TASK GOAL → Rewrite the material below, from its first line up to and including the line with "Target: floral skirt", as a Markdown table with the columns Row and Line. Give each line its own numbered row and leave out any blank lines.

ENTRIES PROVIDED →
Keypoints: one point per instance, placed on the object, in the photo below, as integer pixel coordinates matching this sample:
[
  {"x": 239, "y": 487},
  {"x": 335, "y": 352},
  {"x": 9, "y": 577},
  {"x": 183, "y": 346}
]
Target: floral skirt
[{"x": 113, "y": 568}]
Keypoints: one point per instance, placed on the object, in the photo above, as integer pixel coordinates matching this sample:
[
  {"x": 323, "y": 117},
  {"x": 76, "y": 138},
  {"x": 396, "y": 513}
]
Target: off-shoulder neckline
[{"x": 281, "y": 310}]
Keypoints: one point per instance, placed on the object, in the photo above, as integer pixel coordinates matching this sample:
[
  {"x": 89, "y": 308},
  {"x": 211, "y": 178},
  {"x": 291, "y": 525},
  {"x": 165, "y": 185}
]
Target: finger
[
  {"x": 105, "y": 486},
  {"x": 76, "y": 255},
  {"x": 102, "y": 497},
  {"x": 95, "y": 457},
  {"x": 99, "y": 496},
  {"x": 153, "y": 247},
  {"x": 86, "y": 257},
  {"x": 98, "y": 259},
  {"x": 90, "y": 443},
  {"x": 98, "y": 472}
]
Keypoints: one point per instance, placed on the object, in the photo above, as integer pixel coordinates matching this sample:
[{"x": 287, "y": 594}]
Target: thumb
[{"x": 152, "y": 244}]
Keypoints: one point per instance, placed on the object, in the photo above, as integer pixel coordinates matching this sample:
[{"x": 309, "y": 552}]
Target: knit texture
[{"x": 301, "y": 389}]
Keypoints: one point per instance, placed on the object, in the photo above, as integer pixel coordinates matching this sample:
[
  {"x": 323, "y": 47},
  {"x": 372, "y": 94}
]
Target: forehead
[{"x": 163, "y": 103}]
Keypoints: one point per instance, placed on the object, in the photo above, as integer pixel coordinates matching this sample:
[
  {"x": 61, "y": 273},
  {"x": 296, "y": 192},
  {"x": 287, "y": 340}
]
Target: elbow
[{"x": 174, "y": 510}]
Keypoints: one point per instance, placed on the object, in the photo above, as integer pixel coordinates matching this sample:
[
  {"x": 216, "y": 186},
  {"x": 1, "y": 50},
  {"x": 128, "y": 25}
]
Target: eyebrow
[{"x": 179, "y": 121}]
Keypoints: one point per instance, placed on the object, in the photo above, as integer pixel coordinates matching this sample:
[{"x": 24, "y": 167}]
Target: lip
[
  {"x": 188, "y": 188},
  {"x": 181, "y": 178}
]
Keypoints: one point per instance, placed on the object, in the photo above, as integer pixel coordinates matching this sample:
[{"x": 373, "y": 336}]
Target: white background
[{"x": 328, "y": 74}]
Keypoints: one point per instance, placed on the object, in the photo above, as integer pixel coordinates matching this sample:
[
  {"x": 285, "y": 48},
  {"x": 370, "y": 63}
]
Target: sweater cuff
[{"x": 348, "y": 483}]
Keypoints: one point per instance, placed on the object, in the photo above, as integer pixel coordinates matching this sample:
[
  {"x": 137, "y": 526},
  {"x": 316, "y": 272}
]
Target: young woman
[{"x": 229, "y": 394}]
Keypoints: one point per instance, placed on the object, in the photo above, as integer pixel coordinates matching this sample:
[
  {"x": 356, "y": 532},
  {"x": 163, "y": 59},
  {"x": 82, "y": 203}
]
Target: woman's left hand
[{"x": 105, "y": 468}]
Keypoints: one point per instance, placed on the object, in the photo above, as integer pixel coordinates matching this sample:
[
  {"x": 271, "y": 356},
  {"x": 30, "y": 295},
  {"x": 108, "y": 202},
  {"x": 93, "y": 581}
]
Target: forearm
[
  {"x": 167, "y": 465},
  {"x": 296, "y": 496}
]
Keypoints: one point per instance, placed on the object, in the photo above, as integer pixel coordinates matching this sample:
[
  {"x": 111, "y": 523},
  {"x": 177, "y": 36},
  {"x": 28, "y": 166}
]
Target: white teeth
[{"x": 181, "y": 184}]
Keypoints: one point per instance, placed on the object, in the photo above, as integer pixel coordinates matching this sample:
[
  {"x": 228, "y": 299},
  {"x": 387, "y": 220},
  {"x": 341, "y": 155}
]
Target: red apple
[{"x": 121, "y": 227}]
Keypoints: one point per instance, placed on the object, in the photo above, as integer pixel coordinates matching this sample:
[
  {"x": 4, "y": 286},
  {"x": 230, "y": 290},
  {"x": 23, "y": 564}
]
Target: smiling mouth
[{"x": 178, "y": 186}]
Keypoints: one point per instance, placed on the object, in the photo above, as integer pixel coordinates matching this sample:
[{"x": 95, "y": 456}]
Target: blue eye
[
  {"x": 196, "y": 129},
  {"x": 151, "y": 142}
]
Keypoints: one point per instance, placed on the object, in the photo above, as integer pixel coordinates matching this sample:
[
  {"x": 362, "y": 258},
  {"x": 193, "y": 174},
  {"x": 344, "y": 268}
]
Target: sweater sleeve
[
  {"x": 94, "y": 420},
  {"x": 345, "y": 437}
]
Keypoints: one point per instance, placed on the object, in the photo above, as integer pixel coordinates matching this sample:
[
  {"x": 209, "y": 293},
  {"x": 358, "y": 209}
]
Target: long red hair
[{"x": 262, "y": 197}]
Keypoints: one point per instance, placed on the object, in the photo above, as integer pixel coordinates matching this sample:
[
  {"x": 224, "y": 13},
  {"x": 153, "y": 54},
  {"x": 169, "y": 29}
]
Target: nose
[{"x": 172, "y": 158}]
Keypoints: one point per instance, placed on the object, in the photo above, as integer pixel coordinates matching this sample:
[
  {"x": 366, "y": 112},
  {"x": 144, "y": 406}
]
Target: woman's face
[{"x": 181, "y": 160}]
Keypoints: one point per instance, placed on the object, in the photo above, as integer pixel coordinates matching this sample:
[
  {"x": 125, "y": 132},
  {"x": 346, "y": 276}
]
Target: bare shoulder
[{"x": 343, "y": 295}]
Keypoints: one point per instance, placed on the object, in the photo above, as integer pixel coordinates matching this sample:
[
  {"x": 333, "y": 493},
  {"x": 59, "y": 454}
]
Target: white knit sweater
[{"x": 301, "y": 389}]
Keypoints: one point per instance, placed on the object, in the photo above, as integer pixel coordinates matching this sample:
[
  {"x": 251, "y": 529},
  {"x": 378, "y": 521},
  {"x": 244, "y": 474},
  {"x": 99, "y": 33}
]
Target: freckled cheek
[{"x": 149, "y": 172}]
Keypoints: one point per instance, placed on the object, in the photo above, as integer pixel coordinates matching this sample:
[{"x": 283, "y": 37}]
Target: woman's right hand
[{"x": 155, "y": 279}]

TASK RESPONSE →
| Row | Line |
|---|---|
| 1 | Keypoints: one point per instance, placed on the object, in the photo below, as integer pixel coordinates matching this sample: |
| 2 | [ |
| 3 |   {"x": 239, "y": 487}, |
| 4 |   {"x": 335, "y": 352}, |
| 5 |   {"x": 9, "y": 577}, |
| 6 |   {"x": 183, "y": 346} |
| 7 | ] |
| 8 | Target: floral skirt |